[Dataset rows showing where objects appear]
----------

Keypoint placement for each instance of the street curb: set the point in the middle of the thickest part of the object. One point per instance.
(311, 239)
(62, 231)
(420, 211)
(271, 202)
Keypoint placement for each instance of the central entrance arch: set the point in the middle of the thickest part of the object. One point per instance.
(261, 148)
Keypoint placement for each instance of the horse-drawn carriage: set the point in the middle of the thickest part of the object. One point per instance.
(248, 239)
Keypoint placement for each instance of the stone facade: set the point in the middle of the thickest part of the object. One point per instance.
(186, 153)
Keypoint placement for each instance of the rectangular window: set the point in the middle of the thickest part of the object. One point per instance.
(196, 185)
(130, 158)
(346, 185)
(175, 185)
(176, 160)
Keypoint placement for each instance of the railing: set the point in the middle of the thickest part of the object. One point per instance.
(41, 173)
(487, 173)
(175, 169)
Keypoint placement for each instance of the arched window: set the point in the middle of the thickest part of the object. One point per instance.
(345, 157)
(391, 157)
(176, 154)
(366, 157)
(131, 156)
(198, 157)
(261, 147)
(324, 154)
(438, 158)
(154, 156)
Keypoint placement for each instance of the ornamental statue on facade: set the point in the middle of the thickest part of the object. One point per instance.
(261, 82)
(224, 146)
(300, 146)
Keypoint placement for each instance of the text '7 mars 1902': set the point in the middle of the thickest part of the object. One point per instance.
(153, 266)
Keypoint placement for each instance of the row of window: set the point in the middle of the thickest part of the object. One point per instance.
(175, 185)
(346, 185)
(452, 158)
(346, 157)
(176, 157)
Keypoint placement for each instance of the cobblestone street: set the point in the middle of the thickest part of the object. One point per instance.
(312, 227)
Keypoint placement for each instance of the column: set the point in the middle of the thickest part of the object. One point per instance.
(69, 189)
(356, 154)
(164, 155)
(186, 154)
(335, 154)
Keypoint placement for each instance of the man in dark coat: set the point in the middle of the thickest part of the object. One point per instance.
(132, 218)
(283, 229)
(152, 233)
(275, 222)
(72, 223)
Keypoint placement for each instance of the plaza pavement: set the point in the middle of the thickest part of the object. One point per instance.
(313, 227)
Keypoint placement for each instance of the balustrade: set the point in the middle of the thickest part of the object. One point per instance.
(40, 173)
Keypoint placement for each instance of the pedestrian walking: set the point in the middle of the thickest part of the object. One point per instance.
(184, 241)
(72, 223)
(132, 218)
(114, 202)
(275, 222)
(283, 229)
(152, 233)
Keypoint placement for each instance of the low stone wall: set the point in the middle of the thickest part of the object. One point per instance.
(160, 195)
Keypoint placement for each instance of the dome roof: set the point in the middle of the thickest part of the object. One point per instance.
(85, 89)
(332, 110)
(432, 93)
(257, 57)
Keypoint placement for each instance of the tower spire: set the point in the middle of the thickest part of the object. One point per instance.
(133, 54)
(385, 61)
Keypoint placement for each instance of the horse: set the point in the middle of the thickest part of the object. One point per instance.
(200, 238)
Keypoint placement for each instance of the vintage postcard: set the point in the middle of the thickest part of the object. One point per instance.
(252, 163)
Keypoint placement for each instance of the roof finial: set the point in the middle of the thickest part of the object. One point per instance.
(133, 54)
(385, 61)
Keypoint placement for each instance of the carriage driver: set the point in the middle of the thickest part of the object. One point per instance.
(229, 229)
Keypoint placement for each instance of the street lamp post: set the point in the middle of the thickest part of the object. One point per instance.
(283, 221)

----------

**Requirements**
Copy out word for word the stretch of the material from the line containing "Keypoint placement for each instance of the horse: set" through its final line.

**Answer to the exercise**
Keypoint placement for each instance of the horse: set the point in the middle of the thickest part of the object. One point per instance.
(200, 238)
Keypoint placement for each instance of the vintage postcard: set the point in the middle of the thickest part of the object. One point per instance.
(252, 163)
Keypoint placement for each instance of the roof finial: set the point in the middle of the thickest part of the object. One point per instance.
(133, 54)
(385, 61)
Keypoint placement for each instance of the carriage driver: set the point in the middle of the thickest part of the object. One point per instance.
(229, 229)
Keypoint placement for each instance of the street lamp post: set the point in the middle of the thickest part of the object. One point per instance.
(283, 221)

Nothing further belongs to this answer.